● **WHAT THE TASK ASKS**:
Reproduce every line of the data below verbatim, without changing a single character.

● **THE RECORDS**:

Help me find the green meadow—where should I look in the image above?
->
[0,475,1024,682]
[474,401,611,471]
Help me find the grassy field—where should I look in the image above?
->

● **FULL SOLUTION**:
Help me find the green meadow—where should I look in the image above?
->
[0,475,1024,682]
[474,401,611,471]
Help me find the grassy field—where should I look in the image above?
->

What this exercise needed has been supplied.